[Stored data entries]

• • •

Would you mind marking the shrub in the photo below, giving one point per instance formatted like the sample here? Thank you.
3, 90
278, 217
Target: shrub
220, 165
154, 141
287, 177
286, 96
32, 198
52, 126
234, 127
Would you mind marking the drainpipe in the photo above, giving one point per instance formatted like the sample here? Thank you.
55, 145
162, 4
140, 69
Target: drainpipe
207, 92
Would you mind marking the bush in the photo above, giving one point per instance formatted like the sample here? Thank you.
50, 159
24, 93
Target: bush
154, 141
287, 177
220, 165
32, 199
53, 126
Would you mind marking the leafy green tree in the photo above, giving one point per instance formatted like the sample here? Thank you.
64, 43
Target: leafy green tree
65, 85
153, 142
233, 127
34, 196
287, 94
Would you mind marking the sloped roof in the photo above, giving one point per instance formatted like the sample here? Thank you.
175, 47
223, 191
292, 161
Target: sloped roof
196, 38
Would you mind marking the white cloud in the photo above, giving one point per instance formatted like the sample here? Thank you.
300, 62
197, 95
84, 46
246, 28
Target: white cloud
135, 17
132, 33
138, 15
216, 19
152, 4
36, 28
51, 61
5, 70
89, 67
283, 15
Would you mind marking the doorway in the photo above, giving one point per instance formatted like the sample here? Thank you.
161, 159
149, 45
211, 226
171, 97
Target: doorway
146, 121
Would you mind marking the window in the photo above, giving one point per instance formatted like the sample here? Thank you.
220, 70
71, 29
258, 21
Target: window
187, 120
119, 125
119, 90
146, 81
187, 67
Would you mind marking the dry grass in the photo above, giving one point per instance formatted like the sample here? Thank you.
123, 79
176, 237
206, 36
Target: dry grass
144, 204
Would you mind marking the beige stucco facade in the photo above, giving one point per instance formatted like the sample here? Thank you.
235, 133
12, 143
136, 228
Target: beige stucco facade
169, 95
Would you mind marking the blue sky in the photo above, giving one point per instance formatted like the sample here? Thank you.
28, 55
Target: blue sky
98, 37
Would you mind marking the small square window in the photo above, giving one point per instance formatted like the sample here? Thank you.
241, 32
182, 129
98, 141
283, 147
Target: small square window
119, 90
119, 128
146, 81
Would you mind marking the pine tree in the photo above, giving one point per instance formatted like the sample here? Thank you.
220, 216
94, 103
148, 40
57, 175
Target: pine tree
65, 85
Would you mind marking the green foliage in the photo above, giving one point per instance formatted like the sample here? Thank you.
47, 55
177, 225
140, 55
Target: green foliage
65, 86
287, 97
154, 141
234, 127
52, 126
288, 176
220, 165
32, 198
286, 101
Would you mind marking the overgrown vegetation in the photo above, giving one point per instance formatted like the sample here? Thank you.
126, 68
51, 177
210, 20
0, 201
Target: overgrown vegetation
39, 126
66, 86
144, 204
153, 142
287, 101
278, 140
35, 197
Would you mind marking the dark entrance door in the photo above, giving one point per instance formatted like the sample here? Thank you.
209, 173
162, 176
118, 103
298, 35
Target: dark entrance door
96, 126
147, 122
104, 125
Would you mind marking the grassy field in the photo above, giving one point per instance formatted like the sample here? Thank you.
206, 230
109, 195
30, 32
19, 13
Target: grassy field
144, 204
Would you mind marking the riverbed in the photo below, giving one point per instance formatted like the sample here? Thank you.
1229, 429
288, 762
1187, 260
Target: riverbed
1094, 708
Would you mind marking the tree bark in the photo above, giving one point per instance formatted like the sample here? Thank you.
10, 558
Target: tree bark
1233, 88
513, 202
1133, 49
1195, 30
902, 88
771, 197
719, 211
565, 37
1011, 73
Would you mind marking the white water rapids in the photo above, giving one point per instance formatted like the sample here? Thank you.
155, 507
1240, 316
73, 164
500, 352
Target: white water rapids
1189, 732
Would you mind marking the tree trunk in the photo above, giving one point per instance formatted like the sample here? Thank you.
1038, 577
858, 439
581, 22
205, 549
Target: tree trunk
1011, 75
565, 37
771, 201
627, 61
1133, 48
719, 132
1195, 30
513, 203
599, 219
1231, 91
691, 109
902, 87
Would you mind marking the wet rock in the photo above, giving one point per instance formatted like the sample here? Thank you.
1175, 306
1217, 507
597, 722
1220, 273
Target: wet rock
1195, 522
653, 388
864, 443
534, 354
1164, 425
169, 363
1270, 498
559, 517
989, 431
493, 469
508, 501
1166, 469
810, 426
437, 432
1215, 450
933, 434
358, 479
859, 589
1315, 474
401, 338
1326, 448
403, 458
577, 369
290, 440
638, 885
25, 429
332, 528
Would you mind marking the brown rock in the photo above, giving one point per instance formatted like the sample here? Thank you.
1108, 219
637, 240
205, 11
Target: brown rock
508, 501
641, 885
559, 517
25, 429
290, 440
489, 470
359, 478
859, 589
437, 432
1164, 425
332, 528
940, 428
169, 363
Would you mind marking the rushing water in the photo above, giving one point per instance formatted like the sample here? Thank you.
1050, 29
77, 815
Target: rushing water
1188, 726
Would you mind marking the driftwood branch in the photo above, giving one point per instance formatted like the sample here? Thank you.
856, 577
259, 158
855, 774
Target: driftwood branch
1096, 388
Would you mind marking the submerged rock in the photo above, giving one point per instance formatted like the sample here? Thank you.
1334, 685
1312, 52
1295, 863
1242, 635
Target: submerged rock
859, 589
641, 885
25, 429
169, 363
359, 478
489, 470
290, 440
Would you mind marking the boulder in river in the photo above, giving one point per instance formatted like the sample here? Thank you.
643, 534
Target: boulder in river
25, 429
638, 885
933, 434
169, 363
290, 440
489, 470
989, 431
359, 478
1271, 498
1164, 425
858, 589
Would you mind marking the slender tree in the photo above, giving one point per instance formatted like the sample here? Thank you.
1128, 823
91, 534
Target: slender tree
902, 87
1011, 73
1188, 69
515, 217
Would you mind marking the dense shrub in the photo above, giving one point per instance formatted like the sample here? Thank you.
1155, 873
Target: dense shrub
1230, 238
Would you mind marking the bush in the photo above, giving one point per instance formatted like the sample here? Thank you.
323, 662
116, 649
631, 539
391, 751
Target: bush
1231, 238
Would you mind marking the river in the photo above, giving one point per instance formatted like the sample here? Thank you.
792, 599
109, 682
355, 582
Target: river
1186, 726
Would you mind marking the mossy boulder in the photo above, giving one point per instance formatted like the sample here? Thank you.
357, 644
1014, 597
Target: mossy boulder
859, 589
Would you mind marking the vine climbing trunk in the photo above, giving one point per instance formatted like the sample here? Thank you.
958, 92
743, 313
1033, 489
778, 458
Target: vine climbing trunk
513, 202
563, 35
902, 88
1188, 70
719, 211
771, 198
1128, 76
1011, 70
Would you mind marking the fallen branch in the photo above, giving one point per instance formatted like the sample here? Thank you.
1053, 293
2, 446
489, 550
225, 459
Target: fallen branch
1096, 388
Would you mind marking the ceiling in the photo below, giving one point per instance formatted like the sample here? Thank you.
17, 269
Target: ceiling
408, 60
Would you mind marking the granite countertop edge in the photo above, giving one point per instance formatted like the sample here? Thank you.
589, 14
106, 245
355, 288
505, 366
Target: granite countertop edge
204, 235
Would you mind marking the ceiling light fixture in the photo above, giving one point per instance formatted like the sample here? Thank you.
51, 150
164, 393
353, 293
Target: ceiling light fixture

• • •

Reproduce exactly the lines from the one with "Would you mind marking the ceiling light" through the end of the entries above, both ends included.

◆ **Answer section**
Would you mind marking the ceiling light fixture in the photo above, giving one point per instance formatted like the sample here? Thank you.
51, 150
164, 393
353, 293
Target: ceiling light fixture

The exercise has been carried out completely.